PAGE TEXT START

Congress does it again – We are Above the Law

Actually surprised but not really.  Could this be another symptom of the boiling anger America has with it institutions be it Economic, Political or other that fuels movements like Occupy Wall Street?

Just when you thought you had heard it all it appears Congress has created a little loophole for themselves in the Law that would put anyone else in jail.  How would you like to be either responsible for or privy to laws and legislation that was going to affect a business then be able to go buy, sell or option that stock before anyone else knew about it.  That would be a pretty sweet deal except its called INSIDER TRADING and its ILLEGAL for everyone unless you are a member of congress.  Can you believe that?  Should you accept that?  This kind of garbage just fuels the fire of distrust and disrespect.  Congress has developed cancer and it’s been slowly and steadily eating away at the healthy organs it was founded upon resulting in the hideous morass of corruption, insincerity, self-serving, self-enriching, biased activity we have found ourselves with today.  Congress as it exists today can’t fix this mess because they are too deeply intertwined and a part of it.  Too corrupt and beholden to deep pocked donors agendas that don’t weight the greater public good only the elite individual enrichment and longevity.  Very sad.  How to fix it?  To be fair a few congressmen have consciences and have tried to enact change but they’ve been ignored because those with the power squash their voice before it can affect their own wealth and powers.

Read, or better yet watch the report on 60 minutes about the insider trading law that doesn’t exist for members of congress and tell me if your jaw doesn’t hit the floor in disbelief.

Oh, and don’t tell me your waiting for congress to fix the deficit, wall street, health care and social security…..ha ha.  Get a grip on reality folks.  Stop living in denial.

November 13, 2011 7:06 PM

Congress: Trading stock on inside information?

Watch the Segment »

Peter Schweizer of the Hoover Institution says the most valuable intelligence is often traded behind closed doors.

(CBS News)

Washington, D.C. is a town that runs on inside information – but should our elected officials be able to use that information to pad their own pockets? As Steve Kroft reports, members of Congress and their aides have regular access to powerful political intelligence, and many have made well-timed stock market trades in the very industries they regulate. For now, the practice is perfectly legal, but some say it’s time for the law to change.


The following is a script of “Insiders” which aired on Nov. 13, 2011. Steve Kroft is correspondent, Ira Rosen and Gabrielle Schonder, producers.

The next national election is now less than a year away and congressmen and senators are expending much of their time and their energy raising the millions of dollars in campaign funds they’ll need just to hold onto a job that pays $174,000 a year.

PAGE TEXT END
INFORMATION START

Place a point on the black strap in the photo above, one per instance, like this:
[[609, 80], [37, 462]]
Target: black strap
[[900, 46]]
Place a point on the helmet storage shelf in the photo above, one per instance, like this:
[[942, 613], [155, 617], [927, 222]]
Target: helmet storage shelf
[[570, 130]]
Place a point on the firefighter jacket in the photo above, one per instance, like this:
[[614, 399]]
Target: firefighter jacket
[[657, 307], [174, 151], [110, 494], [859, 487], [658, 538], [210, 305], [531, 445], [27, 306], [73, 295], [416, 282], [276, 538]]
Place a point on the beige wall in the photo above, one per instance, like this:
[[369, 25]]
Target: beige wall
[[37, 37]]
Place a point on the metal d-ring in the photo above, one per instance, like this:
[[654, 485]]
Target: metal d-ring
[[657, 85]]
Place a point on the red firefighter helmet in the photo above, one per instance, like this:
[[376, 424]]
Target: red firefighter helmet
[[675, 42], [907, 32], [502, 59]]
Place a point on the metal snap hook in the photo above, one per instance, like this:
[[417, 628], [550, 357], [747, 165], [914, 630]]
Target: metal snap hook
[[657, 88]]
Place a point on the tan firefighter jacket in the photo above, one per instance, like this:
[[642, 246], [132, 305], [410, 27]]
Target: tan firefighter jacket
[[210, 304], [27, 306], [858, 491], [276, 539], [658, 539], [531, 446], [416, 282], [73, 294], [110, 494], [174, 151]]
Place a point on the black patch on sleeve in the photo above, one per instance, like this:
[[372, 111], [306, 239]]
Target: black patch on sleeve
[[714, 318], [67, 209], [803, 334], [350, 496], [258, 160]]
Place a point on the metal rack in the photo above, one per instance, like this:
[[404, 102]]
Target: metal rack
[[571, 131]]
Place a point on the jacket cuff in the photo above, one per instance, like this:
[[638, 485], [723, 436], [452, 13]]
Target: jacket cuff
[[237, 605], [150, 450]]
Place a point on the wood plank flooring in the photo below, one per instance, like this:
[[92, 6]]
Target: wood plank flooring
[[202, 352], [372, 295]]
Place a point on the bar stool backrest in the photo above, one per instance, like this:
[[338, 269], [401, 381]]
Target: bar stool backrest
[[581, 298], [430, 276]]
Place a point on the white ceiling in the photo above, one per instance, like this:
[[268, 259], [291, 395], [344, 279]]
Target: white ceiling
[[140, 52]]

INFORMATION END

→ **PROBLEM**: Please continue the piece on congressional insider trading, picking up right after its final sentence about the $174,000 salary.

→ **RESPONSE TO THIS TASK**:
Few of them are doing it for the salary and all of them will say they are doing it to serve the public. But there are other benefits: Power, prestige, and the opportunity to become a Washington insider with access to information and connections that no one else has, in an environment of privilege where rules that govern the rest of the country, don’t always apply to them.

Questioning Pelosi: Steve Kroft heads to D.C.
When Nancy Pelosi, John Boehner, and other lawmakers wouldn’t answer Steve Kroft’s questions, he headed to Washington to get some answers about their stock trades.

Most former congressmen and senators manage to leave Washington – if they ever leave Washington – with more money in their pockets than they had when they arrived, and as you are about to see, the biggest challenge is often avoiding temptation.

Peter Schweizer: This is a venture opportunity. This is an opportunity to leverage your position in public service and use that position to enrich yourself, your friends, and your family.

Peter Schweizer is a fellow at the Hoover Institution, a conservative think tank at Stanford University. A year ago he began working on a book about soft corruption in Washington with a team of eight student researchers, who reviewed financial disclosure records. It became a jumping off point for our own story, and we have independently verified the material we’ve used.

Schweizer says he wanted to know why some congressmen and senators managed to accumulate significant wealth beyond their salaries, and proved particularly adept at buying and selling stocks.

Schweizer: There are all sorts of forms of honest grafts that congressmen engage in that allow them to become very, very wealthy. So it’s not illegal, but I think it’s highly unethical, I think it’s highly offensive, and wrong.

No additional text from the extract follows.